→ Required task: Report how many lines of the data below contain the word "gondola", giving only the number.
** Start Task material **
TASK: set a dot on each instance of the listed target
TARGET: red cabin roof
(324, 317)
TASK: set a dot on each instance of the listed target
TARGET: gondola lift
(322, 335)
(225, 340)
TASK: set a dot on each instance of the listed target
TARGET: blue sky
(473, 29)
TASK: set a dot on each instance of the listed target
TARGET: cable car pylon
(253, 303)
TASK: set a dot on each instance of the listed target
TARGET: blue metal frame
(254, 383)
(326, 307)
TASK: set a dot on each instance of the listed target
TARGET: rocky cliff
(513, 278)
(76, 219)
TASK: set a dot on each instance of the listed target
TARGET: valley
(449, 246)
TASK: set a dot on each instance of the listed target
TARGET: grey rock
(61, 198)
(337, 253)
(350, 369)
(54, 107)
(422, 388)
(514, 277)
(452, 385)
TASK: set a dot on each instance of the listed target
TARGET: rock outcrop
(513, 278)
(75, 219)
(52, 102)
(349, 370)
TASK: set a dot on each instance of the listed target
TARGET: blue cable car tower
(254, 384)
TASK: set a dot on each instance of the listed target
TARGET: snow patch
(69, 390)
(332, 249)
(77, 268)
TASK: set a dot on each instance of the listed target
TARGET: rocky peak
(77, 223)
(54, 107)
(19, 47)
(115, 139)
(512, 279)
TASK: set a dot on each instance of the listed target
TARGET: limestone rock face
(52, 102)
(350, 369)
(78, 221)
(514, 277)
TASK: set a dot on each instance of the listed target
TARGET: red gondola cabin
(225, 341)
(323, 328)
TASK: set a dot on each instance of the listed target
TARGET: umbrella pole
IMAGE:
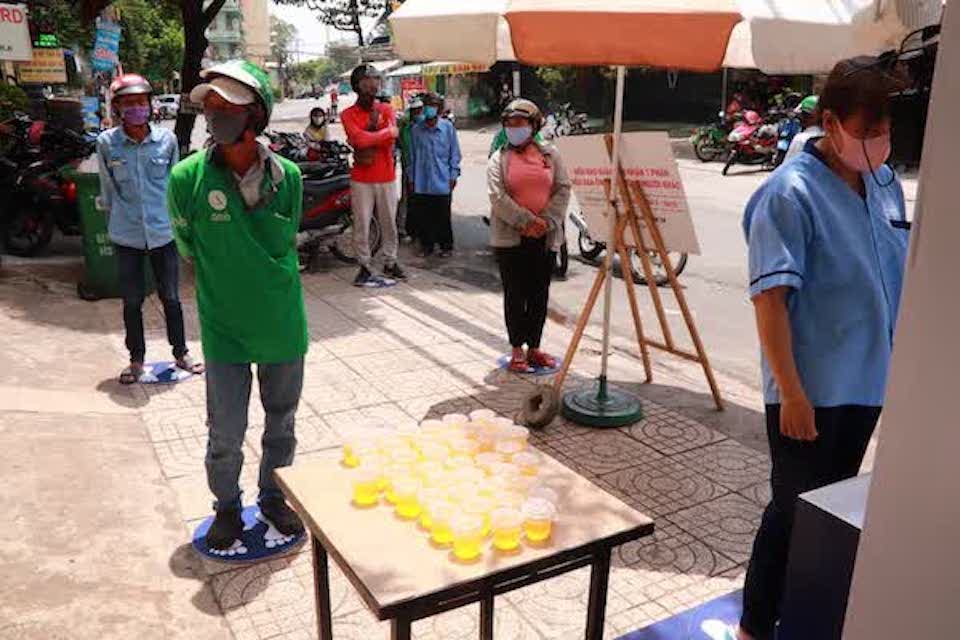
(603, 406)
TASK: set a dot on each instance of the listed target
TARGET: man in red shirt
(371, 130)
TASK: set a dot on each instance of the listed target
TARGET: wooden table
(402, 577)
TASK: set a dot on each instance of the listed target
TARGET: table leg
(486, 617)
(400, 629)
(321, 582)
(596, 609)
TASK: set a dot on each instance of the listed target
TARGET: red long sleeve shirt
(355, 121)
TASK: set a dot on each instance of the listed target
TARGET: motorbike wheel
(343, 248)
(730, 162)
(589, 249)
(706, 150)
(562, 262)
(679, 261)
(27, 232)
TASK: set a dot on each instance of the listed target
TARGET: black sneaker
(285, 519)
(394, 271)
(227, 527)
(363, 278)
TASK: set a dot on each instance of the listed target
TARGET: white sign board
(648, 162)
(14, 33)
** End Task material **
→ The completed task: 2